- [Exercises]
1. Answer these questions using the article about the leaked Zanu PF documents:
(a) On what date was the Midlands provincial inter-district conference held?
(b) By what date did Kasukuwere ask for a report on the disturbances?
(c) In which room was the December 7 meeting to be held?
2. Continue the article about the leaked Zanu PF documents from its last sentence.

- [Text to read]
================

LEAKED Zanu PF documents have exposed the divisions between the party’s warring factions after it emerged that the Midlands provincial executive last month refused to be summoned for a hearing by national political commissar Saviour Kasukuwere.

BY BLESSED MHLANGA

This was after Kasukuwere summoned acting provincial chairperson Kizito Chivamba and fellow executive members Joram Gumbo, Tsitsi Muzenda, Simbarashe Mumbengegwi, Anastancia Ndlovu, Makhosini Hlongwane and Tapiwanashe Matangaidze for a meeting in the commissariat boardroom on December 7 last year.

In his letter referenced “Request for report on disturbances experienced at the Midlands inter-district conference”, Kasukuwere wanted Chivamba to explain the reported disturbances before attending the meeting.

“The commissariat department has learnt with regret of the disturbances that happened during the course of the Midlands provincial inter-district conference on November 28.

“You are requested to submit a report to furnish my office with information of what exactly transpired during the disturbances by December 4,” Kasukuwere wrote.

Chivamba, in his response, said he was not aware of the disturbances and said without further information from Kasukuwere, he was unable to comment on the issue raised in the letter.

“We are not aware of the disturbances that are referred to by the national commissar which occurred during our successful provincial inter-district conference. We are ready to be furnished with relevant information that might have reached the ears of the commissar which we are ignorant of,” Chivamba wrote back.

Chivamba further told Kasukuwere that following consultations with his seniors in the province, he was unable to attend the meeting.

“The national commissar has expressed a wish to meet with me and my seniors and colleagues, namely Matangaidze and Hlongwane,” Chivamba said.

“I have forwarded the letter to my seniors and I want to advise that we are unable to attend the requested meeting. We await to be furnished with information that is privileged to the national commissar so that deliberations can take place at provincial level.”

Chivamba yesterday declined to be drawn to authenticate the documents, saying: “Those are internal documents which have nothing to do with the media, I will not discuss Zanu PF matters in the Press.”

================

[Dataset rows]
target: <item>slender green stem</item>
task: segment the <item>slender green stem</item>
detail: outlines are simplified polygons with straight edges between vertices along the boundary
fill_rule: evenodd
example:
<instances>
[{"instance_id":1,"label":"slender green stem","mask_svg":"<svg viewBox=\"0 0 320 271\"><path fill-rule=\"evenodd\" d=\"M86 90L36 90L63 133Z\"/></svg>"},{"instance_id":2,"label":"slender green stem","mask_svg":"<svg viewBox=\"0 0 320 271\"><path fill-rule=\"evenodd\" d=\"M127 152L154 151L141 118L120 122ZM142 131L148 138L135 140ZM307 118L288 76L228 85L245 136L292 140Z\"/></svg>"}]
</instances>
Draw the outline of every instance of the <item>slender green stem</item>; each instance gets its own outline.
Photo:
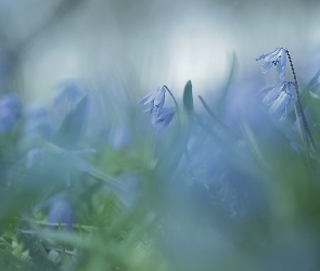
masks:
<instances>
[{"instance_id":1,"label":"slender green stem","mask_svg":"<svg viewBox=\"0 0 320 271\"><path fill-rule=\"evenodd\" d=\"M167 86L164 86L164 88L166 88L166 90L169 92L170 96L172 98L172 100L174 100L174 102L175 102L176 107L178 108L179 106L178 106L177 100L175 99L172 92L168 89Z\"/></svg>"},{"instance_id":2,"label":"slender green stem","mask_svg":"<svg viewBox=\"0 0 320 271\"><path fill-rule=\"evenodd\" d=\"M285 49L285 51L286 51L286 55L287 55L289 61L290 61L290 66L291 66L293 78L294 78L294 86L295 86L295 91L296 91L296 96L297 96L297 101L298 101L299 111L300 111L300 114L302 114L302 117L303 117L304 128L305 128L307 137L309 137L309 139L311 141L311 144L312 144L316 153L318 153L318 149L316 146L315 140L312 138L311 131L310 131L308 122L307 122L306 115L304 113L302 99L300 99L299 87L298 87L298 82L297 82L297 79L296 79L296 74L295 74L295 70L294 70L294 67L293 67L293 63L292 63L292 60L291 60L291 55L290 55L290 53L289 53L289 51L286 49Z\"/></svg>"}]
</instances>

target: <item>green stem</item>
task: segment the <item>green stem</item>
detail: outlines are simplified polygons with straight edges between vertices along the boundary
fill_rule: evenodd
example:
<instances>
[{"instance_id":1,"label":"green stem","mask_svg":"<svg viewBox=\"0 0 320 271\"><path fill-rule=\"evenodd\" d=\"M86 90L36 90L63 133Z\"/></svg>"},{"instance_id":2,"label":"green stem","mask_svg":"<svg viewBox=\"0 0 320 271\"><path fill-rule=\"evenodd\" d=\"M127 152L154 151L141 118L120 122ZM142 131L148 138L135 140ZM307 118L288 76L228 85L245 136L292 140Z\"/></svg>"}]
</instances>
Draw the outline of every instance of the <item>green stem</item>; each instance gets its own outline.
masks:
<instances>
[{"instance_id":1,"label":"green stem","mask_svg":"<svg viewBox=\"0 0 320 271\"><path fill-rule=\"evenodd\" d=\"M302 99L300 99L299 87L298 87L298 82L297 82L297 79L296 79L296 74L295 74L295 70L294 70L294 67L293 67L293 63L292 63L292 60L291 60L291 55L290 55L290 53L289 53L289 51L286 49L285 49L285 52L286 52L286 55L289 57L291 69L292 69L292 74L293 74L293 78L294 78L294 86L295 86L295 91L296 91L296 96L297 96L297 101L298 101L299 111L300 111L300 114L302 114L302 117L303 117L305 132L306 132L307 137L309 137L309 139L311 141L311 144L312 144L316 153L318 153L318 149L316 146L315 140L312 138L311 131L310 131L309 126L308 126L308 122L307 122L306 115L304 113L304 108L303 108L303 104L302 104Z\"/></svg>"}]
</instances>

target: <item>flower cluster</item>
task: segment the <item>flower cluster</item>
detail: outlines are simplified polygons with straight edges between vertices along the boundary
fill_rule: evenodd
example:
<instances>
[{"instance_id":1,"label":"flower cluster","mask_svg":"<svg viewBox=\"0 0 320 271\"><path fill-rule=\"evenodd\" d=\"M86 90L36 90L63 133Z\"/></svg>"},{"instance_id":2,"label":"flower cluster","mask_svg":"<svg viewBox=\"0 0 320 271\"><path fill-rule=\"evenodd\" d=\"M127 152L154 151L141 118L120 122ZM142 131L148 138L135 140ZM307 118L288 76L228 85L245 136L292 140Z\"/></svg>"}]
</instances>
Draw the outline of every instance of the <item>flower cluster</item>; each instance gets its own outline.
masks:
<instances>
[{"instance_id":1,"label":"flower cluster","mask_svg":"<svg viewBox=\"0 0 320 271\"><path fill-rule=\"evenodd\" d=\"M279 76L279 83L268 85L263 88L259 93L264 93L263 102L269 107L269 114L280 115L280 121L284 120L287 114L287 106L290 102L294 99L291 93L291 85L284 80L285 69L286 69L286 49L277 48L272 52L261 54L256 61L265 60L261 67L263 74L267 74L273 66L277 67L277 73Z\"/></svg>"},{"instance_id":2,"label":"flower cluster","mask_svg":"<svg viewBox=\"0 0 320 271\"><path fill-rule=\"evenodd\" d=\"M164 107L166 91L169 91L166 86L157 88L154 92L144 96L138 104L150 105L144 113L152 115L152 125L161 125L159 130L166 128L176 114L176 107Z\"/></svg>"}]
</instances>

================

- [Expected results]
1.
(a) November 28
(b) December 4
(c) The commissariat boardroom

2.
Provincial spokesperson Cornelius Mupereri said it later emerged that the alleged incidents of violence had been raised by Hlongwane, Matangaidze and Ndlovu who claimed to have been harassed by provincial youth chair Edmore Samambwa, Gokwe-Kana MP Owen Ncube and Gokwe-Nembudziya MP Justice Mayor Wadyajena. The three are linked to Vice-President Emmerson Mnangagwa’s faction, while the complaints are believed to be sympathetic to the G40 faction an ambitious grouping sympathetic to First Lady Grace Mugabe.

The two factions are reportedly strategically positioning their candidates to succeed President Robert Mugabe who turns 92 next month. “We are not at war, but the province felt it was important for the basis of the allegations to be spelt out first so that the response could come from the province and not a few individuals,” Mupereri said.

Following the snub, Kasukuwere then appointed a probe team, led by deputy provincial chairperson Daniel Mackenzie Ncube, to get to the bottom of the crisis. The committee last week exonerated Samambwa, Ncube and Wadyajena of any wrongdoing, but Kasukuwere immediately shot down the committee’s findings insisting the trio should be brought before the national disciplinary committee chaired by Vice-President Phelekezela Mphoko.

Kasukuwere told NewsDay on Monday that the Ncube-led committee had erred in pronouncing the verdict instead of submitting its recommendations to Mphoko’s committee.